Starting at the top line and ending at the last, restate the records exactly.

╔══

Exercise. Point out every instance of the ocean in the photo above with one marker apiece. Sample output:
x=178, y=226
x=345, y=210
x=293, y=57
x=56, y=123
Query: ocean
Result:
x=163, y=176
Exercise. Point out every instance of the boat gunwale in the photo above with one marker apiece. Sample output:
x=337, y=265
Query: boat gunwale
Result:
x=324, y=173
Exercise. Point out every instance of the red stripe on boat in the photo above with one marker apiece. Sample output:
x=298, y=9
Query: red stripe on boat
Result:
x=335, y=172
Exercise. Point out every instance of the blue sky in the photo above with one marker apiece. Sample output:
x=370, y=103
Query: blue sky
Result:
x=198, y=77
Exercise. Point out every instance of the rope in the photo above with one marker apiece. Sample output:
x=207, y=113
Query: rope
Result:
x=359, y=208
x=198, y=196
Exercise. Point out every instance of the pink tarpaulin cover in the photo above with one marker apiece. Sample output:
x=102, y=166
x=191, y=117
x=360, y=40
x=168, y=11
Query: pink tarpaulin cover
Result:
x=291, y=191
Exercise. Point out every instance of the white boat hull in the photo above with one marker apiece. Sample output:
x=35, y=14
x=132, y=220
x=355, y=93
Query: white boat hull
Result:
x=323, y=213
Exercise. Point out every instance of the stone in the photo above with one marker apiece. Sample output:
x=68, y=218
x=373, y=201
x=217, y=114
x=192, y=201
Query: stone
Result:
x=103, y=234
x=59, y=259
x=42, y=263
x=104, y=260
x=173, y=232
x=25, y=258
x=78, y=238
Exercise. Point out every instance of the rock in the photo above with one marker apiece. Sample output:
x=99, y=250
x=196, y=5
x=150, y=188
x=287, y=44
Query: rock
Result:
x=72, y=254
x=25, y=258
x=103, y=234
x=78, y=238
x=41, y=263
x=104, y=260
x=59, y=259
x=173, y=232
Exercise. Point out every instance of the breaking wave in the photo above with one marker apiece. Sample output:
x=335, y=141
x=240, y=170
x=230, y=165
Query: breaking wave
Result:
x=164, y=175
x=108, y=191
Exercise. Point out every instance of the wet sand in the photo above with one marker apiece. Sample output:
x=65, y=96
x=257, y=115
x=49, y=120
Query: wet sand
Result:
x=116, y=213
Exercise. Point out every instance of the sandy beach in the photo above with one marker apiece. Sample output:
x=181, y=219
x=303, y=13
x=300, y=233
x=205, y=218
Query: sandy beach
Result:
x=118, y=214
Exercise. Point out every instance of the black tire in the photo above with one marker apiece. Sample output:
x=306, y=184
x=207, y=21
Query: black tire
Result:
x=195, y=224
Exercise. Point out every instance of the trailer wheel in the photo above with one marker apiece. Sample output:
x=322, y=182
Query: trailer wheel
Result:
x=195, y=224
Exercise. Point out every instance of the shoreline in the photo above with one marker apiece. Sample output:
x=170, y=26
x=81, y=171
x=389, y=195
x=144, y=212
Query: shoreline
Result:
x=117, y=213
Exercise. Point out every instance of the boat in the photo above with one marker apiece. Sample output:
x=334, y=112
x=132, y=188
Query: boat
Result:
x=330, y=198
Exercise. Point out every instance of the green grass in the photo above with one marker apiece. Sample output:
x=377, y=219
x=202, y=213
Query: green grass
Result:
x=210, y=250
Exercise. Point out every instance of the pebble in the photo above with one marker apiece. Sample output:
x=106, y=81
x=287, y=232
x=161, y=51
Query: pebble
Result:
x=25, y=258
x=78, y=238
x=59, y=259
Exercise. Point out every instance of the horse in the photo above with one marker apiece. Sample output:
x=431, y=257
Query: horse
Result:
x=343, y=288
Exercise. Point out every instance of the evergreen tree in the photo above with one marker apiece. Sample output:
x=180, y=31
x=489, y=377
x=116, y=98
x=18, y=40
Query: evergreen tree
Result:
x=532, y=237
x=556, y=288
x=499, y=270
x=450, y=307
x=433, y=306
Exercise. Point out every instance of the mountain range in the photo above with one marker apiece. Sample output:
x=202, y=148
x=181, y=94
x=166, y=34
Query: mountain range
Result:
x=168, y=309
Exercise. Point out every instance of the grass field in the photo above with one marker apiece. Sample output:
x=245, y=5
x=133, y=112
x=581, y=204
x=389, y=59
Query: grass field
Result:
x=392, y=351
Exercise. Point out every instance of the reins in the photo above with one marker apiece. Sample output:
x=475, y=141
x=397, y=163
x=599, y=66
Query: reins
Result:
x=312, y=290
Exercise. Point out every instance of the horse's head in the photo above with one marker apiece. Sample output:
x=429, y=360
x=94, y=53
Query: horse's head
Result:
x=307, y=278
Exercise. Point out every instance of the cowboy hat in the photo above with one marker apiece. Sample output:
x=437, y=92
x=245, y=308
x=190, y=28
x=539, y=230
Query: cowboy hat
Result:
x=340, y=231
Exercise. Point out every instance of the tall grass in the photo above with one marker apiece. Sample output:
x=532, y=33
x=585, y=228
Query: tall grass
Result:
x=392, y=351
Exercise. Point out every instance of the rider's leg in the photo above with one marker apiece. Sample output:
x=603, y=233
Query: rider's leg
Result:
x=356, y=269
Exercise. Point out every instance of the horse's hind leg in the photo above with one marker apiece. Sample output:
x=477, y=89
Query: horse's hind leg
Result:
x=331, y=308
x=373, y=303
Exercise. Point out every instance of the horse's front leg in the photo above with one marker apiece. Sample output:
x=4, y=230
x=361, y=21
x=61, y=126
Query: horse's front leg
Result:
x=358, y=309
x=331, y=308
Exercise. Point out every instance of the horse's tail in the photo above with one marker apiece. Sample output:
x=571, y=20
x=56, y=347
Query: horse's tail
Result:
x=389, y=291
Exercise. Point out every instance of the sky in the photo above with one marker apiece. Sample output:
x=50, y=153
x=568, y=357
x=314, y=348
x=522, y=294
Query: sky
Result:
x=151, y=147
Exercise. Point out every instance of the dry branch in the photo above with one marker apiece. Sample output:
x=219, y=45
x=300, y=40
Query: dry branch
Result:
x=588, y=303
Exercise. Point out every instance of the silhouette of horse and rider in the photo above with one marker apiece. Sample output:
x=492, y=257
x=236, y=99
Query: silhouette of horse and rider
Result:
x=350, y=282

╚══

> [ANSWER FOR THE TASK]:
Exercise. Point out every instance of the ocean in the photo above with one marker apiece. Sample output:
x=178, y=226
x=345, y=210
x=293, y=57
x=56, y=123
Query: ocean
Result:
x=163, y=176
Exercise. Point out every instance of the boat gunwale in the photo above with one marker apiece. Sample output:
x=337, y=265
Query: boat gunwale
Result:
x=324, y=173
Exercise. Point out every instance of the red stripe on boat in the photo above with one marker apiece. Sample output:
x=298, y=9
Query: red stripe on boat
Result:
x=335, y=172
Exercise. Point out every instance of the blue sky in the photo above with one marker apiece. Sample output:
x=370, y=103
Query: blue sky
Result:
x=198, y=77
Exercise. Point out every instance of the rope in the photo above with one marker apiece. Sample output:
x=207, y=113
Query: rope
Result:
x=359, y=208
x=198, y=196
Exercise. Point out every instance of the pink tarpaulin cover in the photo above with one marker apiece. Sample output:
x=102, y=166
x=191, y=117
x=360, y=40
x=168, y=11
Query: pink tarpaulin cover
Result:
x=291, y=191
Exercise. Point out every instance of the white boat hull in the photo above with one marker apiece. Sample output:
x=35, y=14
x=132, y=220
x=355, y=93
Query: white boat hull
Result:
x=323, y=213
Exercise. Point out every instance of the stone in the photo above with one marker apiece. Sample output:
x=68, y=218
x=373, y=201
x=217, y=114
x=192, y=201
Query: stone
Result:
x=103, y=234
x=59, y=259
x=42, y=263
x=104, y=260
x=173, y=232
x=25, y=258
x=78, y=238
Exercise. Point out every instance of the rock in the photo above with one marker apiece. Sample output:
x=99, y=250
x=196, y=5
x=150, y=188
x=287, y=44
Query: rock
Result:
x=72, y=254
x=25, y=258
x=103, y=234
x=78, y=238
x=41, y=263
x=104, y=260
x=59, y=259
x=173, y=232
Exercise. Point out every instance of the breaking wave in the photo above with one marker apiece. Sample output:
x=335, y=141
x=240, y=170
x=230, y=165
Query: breaking wave
Result:
x=164, y=175
x=108, y=191
Exercise. Point out every instance of the wet sand in the photo above with one marker apiece. Sample output:
x=65, y=96
x=257, y=115
x=49, y=120
Query: wet sand
Result:
x=116, y=213
Exercise. Point out every instance of the sandy beach in the photo above with one marker apiece. Sample output:
x=181, y=219
x=303, y=13
x=300, y=233
x=205, y=218
Query: sandy beach
Result:
x=118, y=214
Exercise. Point out every instance of the black tire in the photo above with one marker apiece. Sample output:
x=306, y=184
x=207, y=21
Query: black tire
Result:
x=195, y=224
Exercise. Point out every instance of the trailer wheel in the photo above with one marker apiece. Sample output:
x=322, y=182
Query: trailer wheel
Result:
x=195, y=224
Exercise. Point out every instance of the shoreline in the photo above with one marker apiece. Sample output:
x=170, y=26
x=81, y=171
x=389, y=195
x=144, y=212
Query: shoreline
Result:
x=117, y=213
Exercise. Point out every instance of the boat in the photo above with one marker apiece. Sample output:
x=334, y=112
x=132, y=188
Query: boat
Result:
x=330, y=198
Exercise. Point out every instance of the green grass in the photo above with one marker apiece. Sample output:
x=377, y=219
x=202, y=213
Query: green grass
Result:
x=210, y=250
Exercise. Point out every instance of the pebble in the photo above with one marker apiece. Sample output:
x=106, y=81
x=287, y=232
x=161, y=51
Query: pebble
Result:
x=25, y=258
x=78, y=238
x=59, y=259
Exercise. Point out every instance of the horse in the photo above with one marker apiece. Sample output:
x=431, y=257
Query: horse
Result:
x=343, y=288
Exercise. Point out every instance of the evergreen tree in the photo above with one marker apiece. Sample output:
x=180, y=31
x=489, y=377
x=116, y=98
x=18, y=40
Query: evergreen tree
Result:
x=532, y=237
x=556, y=288
x=499, y=270
x=450, y=307
x=433, y=306
Exercise. Point out every instance of the mountain range in the photo above with one marker apiece. Sample output:
x=202, y=148
x=181, y=94
x=166, y=34
Query: mountain range
Result:
x=168, y=309
Exercise. Point out every instance of the grass field in the photo above with one marker apiece. Sample output:
x=245, y=5
x=133, y=112
x=581, y=204
x=389, y=59
Query: grass field
Result:
x=392, y=351
Exercise. Point out every instance of the reins in the photo above with one marker apiece. Sample output:
x=475, y=141
x=397, y=163
x=599, y=66
Query: reins
Result:
x=312, y=290
Exercise. Point out every instance of the horse's head in the photo above with one marker apiece. Sample output:
x=429, y=360
x=94, y=53
Query: horse's head
Result:
x=307, y=278
Exercise. Point out every instance of the cowboy hat in the photo above with one marker apiece. Sample output:
x=437, y=92
x=245, y=308
x=190, y=28
x=539, y=230
Query: cowboy hat
Result:
x=340, y=231
Exercise. Point out every instance of the tall grass in the photo above with one marker apiece. Sample output:
x=532, y=33
x=585, y=228
Query: tall grass
Result:
x=392, y=351
Exercise. Point out every instance of the rider's leg in the photo above with one marker apiece. Sample output:
x=603, y=233
Query: rider's leg
Result:
x=356, y=269
Exercise. Point out every instance of the horse's hind leg in the photo above with one marker apiece. Sample output:
x=477, y=89
Query: horse's hind leg
Result:
x=331, y=308
x=373, y=303
Exercise. Point out every instance of the horse's front leg in the photo above with one marker apiece. Sample output:
x=4, y=230
x=361, y=21
x=61, y=126
Query: horse's front leg
Result:
x=358, y=309
x=331, y=308
Exercise. Point out every instance of the horse's tail in the photo above with one marker apiece. Sample output:
x=571, y=20
x=56, y=347
Query: horse's tail
Result:
x=389, y=291
Exercise. Point out every instance of the sky in the photo above with one marker apiece. Sample output:
x=50, y=153
x=568, y=357
x=314, y=348
x=522, y=294
Query: sky
Result:
x=151, y=147
Exercise. Point out every instance of the dry branch in the photo above with one marker apiece. Sample output:
x=219, y=45
x=300, y=40
Query: dry branch
Result:
x=588, y=303
Exercise. Point out every instance of the silhouette of horse and rider in the photo above with one marker apiece. Sample output:
x=492, y=257
x=236, y=99
Query: silhouette of horse and rider
Result:
x=350, y=282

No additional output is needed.